Stored data:

========================================================================

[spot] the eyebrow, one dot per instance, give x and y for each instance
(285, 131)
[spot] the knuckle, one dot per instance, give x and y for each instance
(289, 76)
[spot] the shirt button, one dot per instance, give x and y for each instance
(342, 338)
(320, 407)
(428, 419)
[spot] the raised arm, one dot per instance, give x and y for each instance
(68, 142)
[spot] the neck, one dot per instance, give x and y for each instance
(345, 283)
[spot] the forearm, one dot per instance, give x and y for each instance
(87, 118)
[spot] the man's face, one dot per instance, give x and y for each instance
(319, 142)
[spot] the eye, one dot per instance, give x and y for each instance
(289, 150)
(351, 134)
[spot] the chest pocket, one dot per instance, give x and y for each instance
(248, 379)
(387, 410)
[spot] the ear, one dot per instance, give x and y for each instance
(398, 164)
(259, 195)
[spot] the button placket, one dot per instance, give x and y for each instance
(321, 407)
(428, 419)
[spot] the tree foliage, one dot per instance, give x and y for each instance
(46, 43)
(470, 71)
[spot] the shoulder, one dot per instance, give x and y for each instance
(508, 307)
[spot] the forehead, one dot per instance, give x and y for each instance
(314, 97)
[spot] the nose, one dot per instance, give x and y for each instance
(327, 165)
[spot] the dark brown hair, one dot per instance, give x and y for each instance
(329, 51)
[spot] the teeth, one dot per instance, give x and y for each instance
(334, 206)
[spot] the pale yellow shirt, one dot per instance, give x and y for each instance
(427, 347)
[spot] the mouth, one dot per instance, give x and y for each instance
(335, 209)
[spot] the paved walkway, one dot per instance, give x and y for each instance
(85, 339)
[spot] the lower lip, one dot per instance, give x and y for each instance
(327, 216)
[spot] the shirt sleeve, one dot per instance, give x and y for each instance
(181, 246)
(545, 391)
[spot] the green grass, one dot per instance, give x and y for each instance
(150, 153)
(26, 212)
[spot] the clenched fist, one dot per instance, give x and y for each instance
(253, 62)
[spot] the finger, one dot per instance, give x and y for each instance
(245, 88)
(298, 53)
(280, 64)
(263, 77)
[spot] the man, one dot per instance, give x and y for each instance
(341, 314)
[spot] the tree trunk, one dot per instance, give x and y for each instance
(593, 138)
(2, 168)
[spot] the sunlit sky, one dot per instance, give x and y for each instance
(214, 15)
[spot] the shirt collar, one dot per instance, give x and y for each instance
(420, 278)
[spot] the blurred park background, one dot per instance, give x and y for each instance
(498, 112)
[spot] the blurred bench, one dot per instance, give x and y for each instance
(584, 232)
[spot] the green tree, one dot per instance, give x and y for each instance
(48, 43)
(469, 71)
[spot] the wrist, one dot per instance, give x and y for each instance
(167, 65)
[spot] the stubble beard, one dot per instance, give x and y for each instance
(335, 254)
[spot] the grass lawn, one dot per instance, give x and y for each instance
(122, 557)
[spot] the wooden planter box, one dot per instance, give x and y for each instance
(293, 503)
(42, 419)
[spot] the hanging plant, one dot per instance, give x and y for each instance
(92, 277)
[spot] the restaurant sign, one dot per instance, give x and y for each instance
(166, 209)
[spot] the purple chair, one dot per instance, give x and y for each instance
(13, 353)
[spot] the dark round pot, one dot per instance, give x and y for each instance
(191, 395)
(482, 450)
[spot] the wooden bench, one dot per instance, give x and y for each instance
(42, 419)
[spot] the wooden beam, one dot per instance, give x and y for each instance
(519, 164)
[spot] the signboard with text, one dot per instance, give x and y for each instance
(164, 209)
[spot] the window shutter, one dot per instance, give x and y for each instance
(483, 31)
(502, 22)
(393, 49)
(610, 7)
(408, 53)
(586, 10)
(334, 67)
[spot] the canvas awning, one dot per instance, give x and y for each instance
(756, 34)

========================================================================

Aim of the exercise: Copy out the records above, swapping every "one dot per instance" for "a single point for each occurrence" and leaving all other text untouched.

Answer below:
[spot] the eyebrow, a single point for each occurrence, give x and y for each instance
(285, 131)
[spot] the knuckle, a single point for each occurrence, give x and y for each instance
(289, 76)
[spot] the shirt button, a single point for each occurrence, give x and y for each instance
(342, 338)
(320, 407)
(428, 419)
[spot] the raised arm, a single point for each occurrence, give x and y for each instance
(68, 142)
[spot] the neck, a single point for each occurrence, give x and y for each instance
(345, 283)
[spot] the forearm, a single point for each occurrence, give x and y for each instance
(87, 118)
[spot] the man's face, a single point for each occurrence, give x and y for each instance
(319, 142)
[spot] the eye, a single point for each occurrence, give x and y for each instance
(289, 150)
(351, 134)
[spot] the chest pocket, a single point for each occurrence, give x and y for each instance
(248, 379)
(387, 410)
[spot] the ear, a single point for each occurrence, give x and y for each instance
(398, 164)
(259, 195)
[spot] the button placket, a single point for each occurrence, give x and y for each instance
(321, 407)
(428, 419)
[spot] the tree foliage, a single point for each occurrence, give x and y for each instance
(46, 43)
(470, 71)
[spot] the shoulder, a single point for each occurrence, give x and y for each instance
(508, 307)
[spot] the forehead, a single point for each occurrence, give x and y for each instance
(314, 97)
[spot] the nose, a single point for each occurrence, give x and y for each instance
(327, 165)
[spot] the dark brown hair, a single point for each occurrence, give x and y for each instance
(329, 51)
[spot] the teeth, a single point for each occurrence, give x and y for each instance
(334, 206)
[spot] the pale yellow shirt, a single point for each occurrence, give x and y for each instance
(427, 347)
[spot] the mouth, a single point for each occurrence, give x and y for each instance
(335, 209)
[spot] the paved walkway, a single point for each occurrence, give x and y for each instance
(85, 339)
[spot] the lower lip, a single point for each occurrence, give x and y for each instance
(327, 216)
[spot] the shirt sleeve, a single point for each occurrence, give x and y for each instance
(181, 246)
(545, 391)
[spot] the green grass, a single point for each occurrence, give x and y for each instance
(150, 153)
(26, 212)
[spot] the clenched fist, a single point for each occurrence, give x and y for each instance
(253, 62)
[spot] the finger, a single point for each occurrence, give x and y for each instance
(245, 88)
(298, 53)
(280, 64)
(263, 77)
[spot] the man, a single point for each occurrence, give x and y for each instance
(341, 314)
[spot] the tree trunk, a single point for each occurrence, give x and y for each instance
(593, 138)
(2, 168)
[spot] the sunlit sky, a single point for each occurrence, give x and y for each instance
(214, 15)
[spot] the shirt collar, a single point for each occurrence, give x and y for each instance
(420, 278)
[spot] the blurred park background, a single point for each occurrence, give x and y for each instance
(498, 112)
[spot] the blurred bench, a single point for each occurrence, give x and y for each instance
(584, 232)
[spot] the green tree, a single point for each occurrence, give x and y for each instance
(48, 43)
(469, 71)
[spot] the wrist, a single point for each occurrence, give x and y for each instance
(167, 65)
[spot] the stubble beard, a single point for each occurrence, give x and y for each instance
(335, 254)
[spot] the grass lawn, a single point for each occurrence, give x and y for each instance
(122, 557)
[spot] the wooden planter box, a single point for each occurrence, give x and y for each instance
(293, 503)
(42, 419)
[spot] the hanging plant, a single point for each occurrence, give x and y for each instance
(92, 277)
[spot] the restaurant sign, a single point for each occurrence, give x and y for each instance
(166, 209)
[spot] the purple chair, a single point for each occurrence, give x and y for each instance
(13, 353)
[spot] the dark round pot, a single point for each occurrence, give x and y for each instance
(191, 395)
(482, 450)
[spot] the wooden bench, a single point for each occurrence, give x and y for each instance
(42, 419)
[spot] the wooden beam, a single point for each occurrence, give x and y for each instance
(519, 164)
[spot] the signboard with text, a single point for each occurrence, give x and y for each instance
(164, 209)
[spot] the window shutter, a single point for each occurrence, give x and y for each instance
(483, 31)
(502, 22)
(393, 49)
(610, 7)
(408, 53)
(586, 10)
(334, 67)
[spot] the canvas awning, a single point for each occurrence, give x and y for each instance
(756, 34)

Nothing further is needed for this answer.